--- BEGIN GIVEN DATA ---

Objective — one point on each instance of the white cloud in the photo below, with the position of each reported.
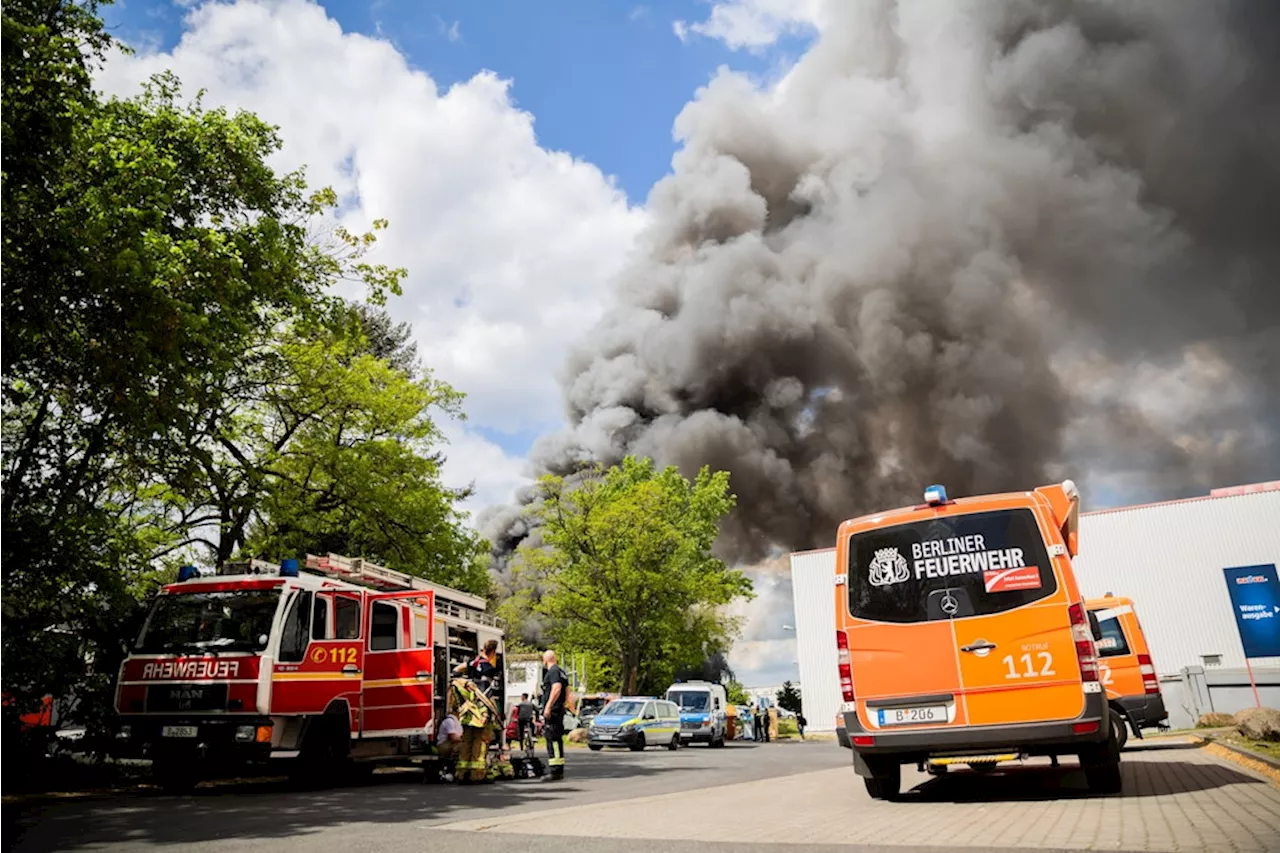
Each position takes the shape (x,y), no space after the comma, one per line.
(451,31)
(510,247)
(471,460)
(755,23)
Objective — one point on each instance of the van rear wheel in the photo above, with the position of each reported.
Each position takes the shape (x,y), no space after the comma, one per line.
(1101,766)
(1120,728)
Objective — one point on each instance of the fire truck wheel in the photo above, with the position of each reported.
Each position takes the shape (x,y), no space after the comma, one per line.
(325,752)
(176,776)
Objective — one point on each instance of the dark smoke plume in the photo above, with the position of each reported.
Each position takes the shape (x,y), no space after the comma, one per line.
(982,243)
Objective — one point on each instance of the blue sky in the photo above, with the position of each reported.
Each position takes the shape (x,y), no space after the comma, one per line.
(603,78)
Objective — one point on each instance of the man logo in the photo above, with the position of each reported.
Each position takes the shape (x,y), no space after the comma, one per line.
(888,566)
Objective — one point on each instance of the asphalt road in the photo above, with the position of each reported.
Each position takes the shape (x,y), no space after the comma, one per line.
(743,798)
(393,808)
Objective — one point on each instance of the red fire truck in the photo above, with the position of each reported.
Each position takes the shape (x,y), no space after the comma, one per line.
(336,666)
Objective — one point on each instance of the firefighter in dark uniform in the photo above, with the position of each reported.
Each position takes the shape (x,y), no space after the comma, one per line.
(554,697)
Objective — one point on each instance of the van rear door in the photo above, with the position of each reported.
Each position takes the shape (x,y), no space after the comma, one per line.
(903,657)
(1013,625)
(951,603)
(1118,658)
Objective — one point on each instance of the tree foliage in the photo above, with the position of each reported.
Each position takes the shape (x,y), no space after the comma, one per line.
(168,304)
(789,697)
(627,569)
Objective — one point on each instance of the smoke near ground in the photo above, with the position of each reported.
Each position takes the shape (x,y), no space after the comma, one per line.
(981,243)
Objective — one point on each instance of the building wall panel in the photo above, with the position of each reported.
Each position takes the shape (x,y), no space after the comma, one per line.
(1169,557)
(813,585)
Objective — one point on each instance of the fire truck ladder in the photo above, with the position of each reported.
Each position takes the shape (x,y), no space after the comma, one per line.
(452,603)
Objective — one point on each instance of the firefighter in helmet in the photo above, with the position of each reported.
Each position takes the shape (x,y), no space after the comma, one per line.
(479,719)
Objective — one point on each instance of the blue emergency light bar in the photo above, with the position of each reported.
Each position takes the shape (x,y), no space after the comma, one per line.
(935,495)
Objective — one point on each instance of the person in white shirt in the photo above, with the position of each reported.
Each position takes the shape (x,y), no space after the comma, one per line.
(448,739)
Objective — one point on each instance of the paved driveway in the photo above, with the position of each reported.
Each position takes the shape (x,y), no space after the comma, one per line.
(1176,798)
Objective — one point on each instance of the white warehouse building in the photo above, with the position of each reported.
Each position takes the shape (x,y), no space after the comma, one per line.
(1168,557)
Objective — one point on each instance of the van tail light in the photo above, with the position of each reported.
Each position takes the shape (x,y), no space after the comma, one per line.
(1150,683)
(846,671)
(1086,652)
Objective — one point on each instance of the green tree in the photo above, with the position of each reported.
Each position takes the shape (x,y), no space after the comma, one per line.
(145,246)
(342,456)
(789,697)
(626,568)
(736,693)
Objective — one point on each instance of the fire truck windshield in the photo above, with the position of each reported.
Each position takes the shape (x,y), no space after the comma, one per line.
(210,621)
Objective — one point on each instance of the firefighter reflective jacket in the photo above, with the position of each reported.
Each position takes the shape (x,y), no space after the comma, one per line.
(472,707)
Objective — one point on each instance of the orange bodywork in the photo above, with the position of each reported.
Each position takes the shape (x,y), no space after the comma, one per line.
(1013,665)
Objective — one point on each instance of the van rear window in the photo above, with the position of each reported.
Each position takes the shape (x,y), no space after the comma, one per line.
(949,568)
(1112,641)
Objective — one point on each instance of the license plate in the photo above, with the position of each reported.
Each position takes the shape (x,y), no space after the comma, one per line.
(910,716)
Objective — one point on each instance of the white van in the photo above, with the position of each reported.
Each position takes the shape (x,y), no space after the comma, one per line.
(702,711)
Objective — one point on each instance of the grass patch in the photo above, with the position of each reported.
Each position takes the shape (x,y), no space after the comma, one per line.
(1267,748)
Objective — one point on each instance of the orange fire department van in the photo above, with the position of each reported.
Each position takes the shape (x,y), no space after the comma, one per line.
(963,638)
(1125,667)
(341,664)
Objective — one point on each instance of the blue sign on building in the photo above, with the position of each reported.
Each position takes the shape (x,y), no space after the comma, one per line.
(1256,600)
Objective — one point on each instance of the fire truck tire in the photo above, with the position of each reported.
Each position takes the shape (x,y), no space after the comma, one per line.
(176,776)
(325,756)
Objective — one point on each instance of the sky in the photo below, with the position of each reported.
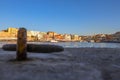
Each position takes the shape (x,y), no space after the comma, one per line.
(82,17)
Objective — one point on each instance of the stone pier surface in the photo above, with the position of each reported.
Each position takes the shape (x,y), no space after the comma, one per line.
(38,48)
(70,64)
(21,44)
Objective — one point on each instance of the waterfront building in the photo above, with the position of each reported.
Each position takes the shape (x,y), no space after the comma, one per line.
(67,37)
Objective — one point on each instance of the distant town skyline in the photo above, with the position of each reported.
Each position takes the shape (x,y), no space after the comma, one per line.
(82,17)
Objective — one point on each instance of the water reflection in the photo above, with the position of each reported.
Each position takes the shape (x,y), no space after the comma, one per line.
(78,44)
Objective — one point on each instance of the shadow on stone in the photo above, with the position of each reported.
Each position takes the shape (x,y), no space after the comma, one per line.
(38,48)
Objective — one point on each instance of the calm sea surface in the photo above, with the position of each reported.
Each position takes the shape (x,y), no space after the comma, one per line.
(78,44)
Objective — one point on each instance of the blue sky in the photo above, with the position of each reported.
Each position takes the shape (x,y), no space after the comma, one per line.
(82,17)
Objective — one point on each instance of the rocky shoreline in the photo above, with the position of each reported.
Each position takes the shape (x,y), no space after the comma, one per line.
(71,64)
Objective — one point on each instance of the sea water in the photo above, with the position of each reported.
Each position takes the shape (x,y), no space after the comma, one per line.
(76,44)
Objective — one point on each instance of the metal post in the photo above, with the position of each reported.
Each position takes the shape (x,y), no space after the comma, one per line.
(21,44)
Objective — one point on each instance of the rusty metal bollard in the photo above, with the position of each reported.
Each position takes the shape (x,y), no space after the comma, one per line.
(21,44)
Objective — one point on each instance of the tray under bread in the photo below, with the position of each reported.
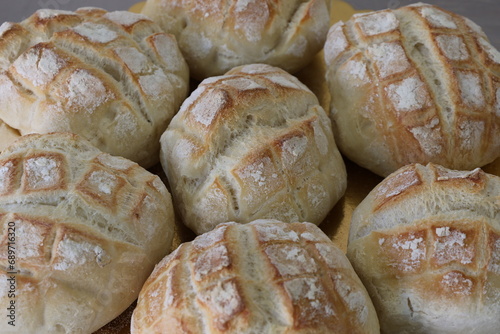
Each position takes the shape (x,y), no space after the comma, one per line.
(360,181)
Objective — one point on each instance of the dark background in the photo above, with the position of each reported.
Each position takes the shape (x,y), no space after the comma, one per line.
(486,13)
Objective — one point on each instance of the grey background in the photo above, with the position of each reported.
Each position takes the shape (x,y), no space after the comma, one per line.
(486,13)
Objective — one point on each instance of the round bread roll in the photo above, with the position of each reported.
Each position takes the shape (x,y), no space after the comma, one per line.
(265,277)
(426,244)
(215,37)
(252,144)
(82,230)
(112,77)
(414,85)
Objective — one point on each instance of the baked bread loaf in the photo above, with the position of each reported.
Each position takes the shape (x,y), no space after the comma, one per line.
(216,36)
(426,244)
(87,229)
(265,277)
(252,144)
(112,77)
(416,84)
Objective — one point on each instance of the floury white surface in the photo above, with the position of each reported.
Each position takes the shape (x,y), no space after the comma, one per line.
(259,278)
(88,230)
(414,85)
(253,143)
(426,244)
(112,77)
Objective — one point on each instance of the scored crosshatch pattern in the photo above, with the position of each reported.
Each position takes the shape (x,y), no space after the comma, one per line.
(429,74)
(65,199)
(258,278)
(113,77)
(432,235)
(253,143)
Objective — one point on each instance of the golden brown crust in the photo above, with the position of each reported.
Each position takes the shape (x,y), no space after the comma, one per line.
(112,77)
(251,144)
(89,228)
(262,277)
(216,36)
(416,84)
(425,243)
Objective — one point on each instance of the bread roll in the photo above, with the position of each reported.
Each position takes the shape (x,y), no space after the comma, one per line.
(216,36)
(416,84)
(426,244)
(252,144)
(114,78)
(87,228)
(265,277)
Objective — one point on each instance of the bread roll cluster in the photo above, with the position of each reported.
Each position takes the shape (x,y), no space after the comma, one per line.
(248,155)
(261,277)
(87,229)
(115,78)
(416,84)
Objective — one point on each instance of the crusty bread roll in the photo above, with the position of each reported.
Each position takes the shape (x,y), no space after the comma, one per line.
(252,144)
(216,36)
(87,228)
(265,277)
(426,244)
(416,84)
(112,77)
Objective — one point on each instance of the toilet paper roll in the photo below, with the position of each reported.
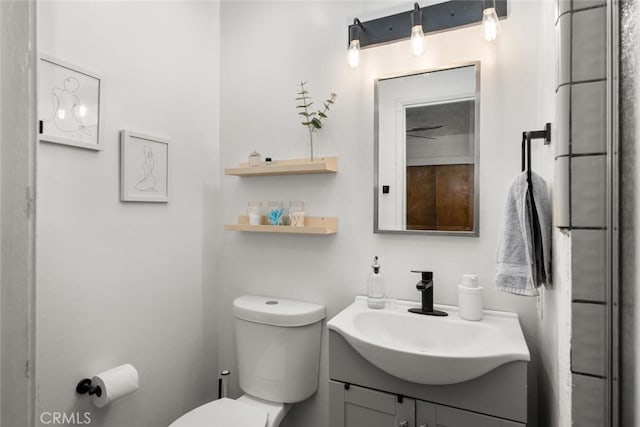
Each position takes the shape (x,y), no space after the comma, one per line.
(114,384)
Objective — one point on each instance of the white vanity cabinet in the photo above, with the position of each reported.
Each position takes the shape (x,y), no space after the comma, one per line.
(361,395)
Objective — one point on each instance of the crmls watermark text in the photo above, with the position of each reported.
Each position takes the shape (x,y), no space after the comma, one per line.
(64,418)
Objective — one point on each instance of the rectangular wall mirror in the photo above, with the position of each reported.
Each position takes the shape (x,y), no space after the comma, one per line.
(426,152)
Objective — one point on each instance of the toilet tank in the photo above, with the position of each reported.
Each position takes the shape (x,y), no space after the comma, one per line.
(278,347)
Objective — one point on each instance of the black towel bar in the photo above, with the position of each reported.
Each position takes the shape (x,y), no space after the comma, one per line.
(527,137)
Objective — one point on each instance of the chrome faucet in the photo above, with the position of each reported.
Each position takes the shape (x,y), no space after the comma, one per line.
(425,285)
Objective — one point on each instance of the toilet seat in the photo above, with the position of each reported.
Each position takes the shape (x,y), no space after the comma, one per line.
(223,413)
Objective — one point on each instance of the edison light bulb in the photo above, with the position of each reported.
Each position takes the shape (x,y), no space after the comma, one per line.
(353,55)
(491,24)
(417,40)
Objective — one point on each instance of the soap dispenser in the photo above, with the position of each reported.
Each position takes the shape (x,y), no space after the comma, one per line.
(375,287)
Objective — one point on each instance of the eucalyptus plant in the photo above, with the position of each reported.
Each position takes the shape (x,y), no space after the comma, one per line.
(313,120)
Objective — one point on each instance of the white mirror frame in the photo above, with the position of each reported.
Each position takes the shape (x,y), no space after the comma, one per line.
(377,158)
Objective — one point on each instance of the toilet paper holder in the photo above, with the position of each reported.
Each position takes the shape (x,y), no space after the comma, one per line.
(85,387)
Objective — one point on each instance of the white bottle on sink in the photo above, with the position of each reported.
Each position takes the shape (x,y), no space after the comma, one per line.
(375,287)
(470,298)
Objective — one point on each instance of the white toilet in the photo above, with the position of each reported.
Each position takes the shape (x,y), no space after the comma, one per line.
(278,348)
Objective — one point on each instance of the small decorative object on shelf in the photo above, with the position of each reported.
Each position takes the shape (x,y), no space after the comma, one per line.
(321,225)
(254,211)
(286,167)
(296,213)
(276,213)
(312,119)
(255,159)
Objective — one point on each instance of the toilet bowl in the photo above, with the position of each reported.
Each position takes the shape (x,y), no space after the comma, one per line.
(278,347)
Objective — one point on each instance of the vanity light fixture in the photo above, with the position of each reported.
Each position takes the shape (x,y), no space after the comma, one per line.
(415,23)
(417,35)
(490,21)
(353,54)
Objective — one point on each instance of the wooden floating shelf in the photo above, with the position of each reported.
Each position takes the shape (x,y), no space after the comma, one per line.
(312,225)
(287,167)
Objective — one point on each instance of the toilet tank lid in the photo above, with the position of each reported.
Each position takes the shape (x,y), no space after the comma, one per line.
(277,311)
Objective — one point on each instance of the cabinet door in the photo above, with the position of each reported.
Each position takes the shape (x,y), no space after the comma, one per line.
(362,407)
(431,415)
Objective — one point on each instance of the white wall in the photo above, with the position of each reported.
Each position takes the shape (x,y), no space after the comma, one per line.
(554,322)
(266,48)
(125,282)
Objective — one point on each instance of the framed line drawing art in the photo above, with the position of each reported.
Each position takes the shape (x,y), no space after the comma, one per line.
(144,168)
(70,108)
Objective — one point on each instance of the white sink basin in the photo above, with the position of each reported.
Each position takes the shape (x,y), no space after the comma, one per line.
(428,349)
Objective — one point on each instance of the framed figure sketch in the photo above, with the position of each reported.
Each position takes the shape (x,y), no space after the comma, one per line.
(69,104)
(144,168)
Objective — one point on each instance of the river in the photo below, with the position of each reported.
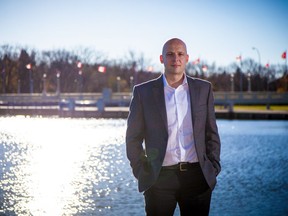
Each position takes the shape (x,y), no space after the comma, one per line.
(63,166)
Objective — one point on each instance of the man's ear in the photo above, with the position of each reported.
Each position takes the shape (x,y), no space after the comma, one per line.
(161,59)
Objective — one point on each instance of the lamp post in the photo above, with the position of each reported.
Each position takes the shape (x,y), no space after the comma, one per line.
(239,59)
(249,82)
(79,65)
(131,82)
(29,67)
(118,83)
(232,82)
(44,84)
(58,83)
(259,58)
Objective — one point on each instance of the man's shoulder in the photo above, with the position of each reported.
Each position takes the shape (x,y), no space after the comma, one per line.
(198,81)
(150,83)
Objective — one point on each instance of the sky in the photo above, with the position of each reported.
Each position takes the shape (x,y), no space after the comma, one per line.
(216,31)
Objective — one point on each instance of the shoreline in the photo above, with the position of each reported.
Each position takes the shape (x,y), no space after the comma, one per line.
(122,112)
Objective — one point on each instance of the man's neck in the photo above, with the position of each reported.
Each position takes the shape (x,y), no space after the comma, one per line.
(174,80)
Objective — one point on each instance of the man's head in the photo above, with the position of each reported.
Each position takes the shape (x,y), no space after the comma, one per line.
(174,56)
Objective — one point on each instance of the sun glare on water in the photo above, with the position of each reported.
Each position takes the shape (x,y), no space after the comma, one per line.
(58,159)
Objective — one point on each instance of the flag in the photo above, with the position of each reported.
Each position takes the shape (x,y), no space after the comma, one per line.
(197,61)
(102,69)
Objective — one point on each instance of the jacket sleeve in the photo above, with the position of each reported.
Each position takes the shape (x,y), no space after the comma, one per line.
(135,133)
(213,144)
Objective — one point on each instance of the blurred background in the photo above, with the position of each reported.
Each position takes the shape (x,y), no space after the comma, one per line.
(91,43)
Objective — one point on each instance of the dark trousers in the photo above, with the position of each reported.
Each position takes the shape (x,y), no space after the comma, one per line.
(188,189)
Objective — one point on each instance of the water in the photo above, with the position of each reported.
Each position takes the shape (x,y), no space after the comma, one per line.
(55,167)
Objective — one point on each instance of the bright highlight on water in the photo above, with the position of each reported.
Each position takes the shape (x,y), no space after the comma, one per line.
(57,166)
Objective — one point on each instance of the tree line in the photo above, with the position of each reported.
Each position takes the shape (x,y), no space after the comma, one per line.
(25,70)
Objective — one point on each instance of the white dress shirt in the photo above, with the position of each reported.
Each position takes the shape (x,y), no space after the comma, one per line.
(180,146)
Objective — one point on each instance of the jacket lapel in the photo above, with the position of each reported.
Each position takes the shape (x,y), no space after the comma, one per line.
(158,92)
(193,91)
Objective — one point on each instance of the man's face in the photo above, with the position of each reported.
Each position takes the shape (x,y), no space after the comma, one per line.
(174,57)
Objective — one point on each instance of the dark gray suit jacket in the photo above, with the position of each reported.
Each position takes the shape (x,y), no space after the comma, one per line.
(147,122)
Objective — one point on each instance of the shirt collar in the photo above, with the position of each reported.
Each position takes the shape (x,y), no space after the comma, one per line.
(166,83)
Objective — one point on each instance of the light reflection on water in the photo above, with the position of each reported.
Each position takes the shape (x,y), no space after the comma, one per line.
(55,166)
(61,166)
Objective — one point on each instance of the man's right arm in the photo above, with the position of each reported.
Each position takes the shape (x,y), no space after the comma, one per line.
(135,133)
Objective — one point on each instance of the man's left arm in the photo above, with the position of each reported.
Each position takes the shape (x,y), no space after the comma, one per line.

--- END GIVEN DATA ---

TO DO =>
Repeat exactly the lines starting at the line with "Objective — one point on each instance of the light" and ending with the final line of the entries. Include nothing else.

FINAL ANSWER =>
Objective — one point on each instance of the light reflection on water in the photo above, with the position of each reported.
Each position takes the shape (x,y), no space after the comma, one per line.
(55,166)
(61,166)
Objective — one point on each instance of the man's right arm in the photo above, with the position of each reported.
Each position takes the shape (x,y), no space after the comma, one per line.
(135,133)
Objective — one point on each instance of the man's left arm in the photo above, with the position of each reported.
Each position takes the shape (x,y), no space after the comma, one per line.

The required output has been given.